---- Text block

Help me with my brain!
Ok, I need feedback here. I am having trouble waiting for something to come in the mail and it is causing me much anxiety. It is just a book about social skills but I want it so much and it has not come yet! Arggg! It has all these pictures on how to effectively communicate with people, it is by Jed Baker and it is a picture book on social skills for highschool and beyond. I also have other issues. I am going through intense therapy about sexual feelings and talking about all the anger that has built up within me. I am having trouble forgiving myself of any bad thoughts I had in my life and am having trouble trusting people at all. I don't have any real friends in the town I am in, though I have a great support network through couselors and work. I am also switching from pristique to wellbutren and the pristique has not done a thing but the withdrawal symptoms are awful, so now I am taking both medications along with the Klonapin. I am also having a lot of trouble sleeping, I took 12 mg of melatonin the other night and it did not help. I also got mad at the bank teller the other day because she wanted my physical address and PO box, this was a different bank than the one where everyone knows me. I then wanted to print off some things off the computer and could not find the right ink, so I bought a whole new printer with lots of ink and paper. So then I stressed out about my budget. I also tried to check out some books at the library and they said I owed $25 for a lost book. I ran back home and got the book I knew it was, and they would not take the book. So I had a public aspie meltdown where I threw the book on the floor and told them to forget it.
To recap:
I ordered a book and don't know when it will get here (at least not the exact day.)
I was and am really tired from not sleeping well and having nightmares.
I am going through intense therapy.
I am trying to switch meds
Am I pushing myself too hard by working full time and school. I have vacations lined up soon and my parents are in Africa where they are hard to reach, and I am having a difficult time reaching my family. I just want everything that I want to happen NOW NOW NOW and I don't want to WAIT WAIT WAIT
First off: one thing at a time!

I am a huge fan of package tracking. If I ever order a book from a reseller, I'll demand that they get a tracking number under thread of leaving bad feedback. That clears up much of my anxiety. (Oh USPS, why don't you update your system to something faster than 24 hours?)
Changing medications will do that.
There's no real answer to this question that you doctor can't answer better. In the worst case scenario, know that all temporary things come to an end; this too shall pass.
This is something to be proud of. You know what you need and are getting it.
Yeah... I'm doing that too.

I've decided to slow down my return-to-finish-college over the next year, as I have more important things to do during that time. I've been doing too much at the same time, and it's not helping me.
There's nothing wrong with taking the time to do things right.



Calgon, take me away!

--------
---- Provided data

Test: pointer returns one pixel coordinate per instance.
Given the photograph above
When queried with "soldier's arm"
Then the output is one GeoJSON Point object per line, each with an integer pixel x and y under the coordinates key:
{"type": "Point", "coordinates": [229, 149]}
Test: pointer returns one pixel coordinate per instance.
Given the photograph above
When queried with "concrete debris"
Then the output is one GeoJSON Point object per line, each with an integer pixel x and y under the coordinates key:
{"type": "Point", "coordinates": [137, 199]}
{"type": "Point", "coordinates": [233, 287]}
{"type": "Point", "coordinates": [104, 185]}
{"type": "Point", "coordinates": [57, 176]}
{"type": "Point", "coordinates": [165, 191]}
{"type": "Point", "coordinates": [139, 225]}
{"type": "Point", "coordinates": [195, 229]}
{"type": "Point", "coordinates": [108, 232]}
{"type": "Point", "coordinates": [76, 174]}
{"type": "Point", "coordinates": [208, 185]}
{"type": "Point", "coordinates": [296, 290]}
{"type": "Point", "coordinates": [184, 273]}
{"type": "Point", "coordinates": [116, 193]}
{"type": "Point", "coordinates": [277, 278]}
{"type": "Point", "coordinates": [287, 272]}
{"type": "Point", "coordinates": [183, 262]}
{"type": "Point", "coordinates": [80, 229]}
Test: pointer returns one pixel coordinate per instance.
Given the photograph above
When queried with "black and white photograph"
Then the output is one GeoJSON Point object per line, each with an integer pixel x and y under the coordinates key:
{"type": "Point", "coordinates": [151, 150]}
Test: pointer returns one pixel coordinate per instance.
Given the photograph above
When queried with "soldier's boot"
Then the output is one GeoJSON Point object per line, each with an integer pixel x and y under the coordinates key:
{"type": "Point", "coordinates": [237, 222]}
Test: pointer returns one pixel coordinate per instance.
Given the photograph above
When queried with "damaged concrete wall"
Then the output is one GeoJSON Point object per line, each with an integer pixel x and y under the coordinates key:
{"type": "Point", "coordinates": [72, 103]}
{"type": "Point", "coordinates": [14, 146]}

--------

Questions on the material:
A - Translate this sentence from the forum thread into Spanish: "There's nothing wrong with taking the time to do things right."
B - Transcribe the forum thread word for word between "I was and am" and "than 24 hours?)", inclusive.
The natural-language object grounding data are separate material and have no connection to the forum thread.

Per-task outputs:
A - No tiene nada de malo tomarse el tiempo para hacer las cosas bien.

B -
I was and am really tired from not sleeping well and having nightmares.
I am going through intense therapy.
I am trying to switch meds
Am I pushing myself too hard by working full time and school. I have vacations lined up soon and my parents are in Africa where they are hard to reach, and I am having a difficult time reaching my family. I just want everything that I want to happen NOW NOW NOW and I don't want to WAIT WAIT WAIT
First off: one thing at a time!

I am a huge fan of package tracking. If I ever order a book from a reseller, I'll demand that they get a tracking number under thread of leaving bad feedback. That clears up much of my anxiety. (Oh USPS, why don't you update your system to something faster than 24 hours?)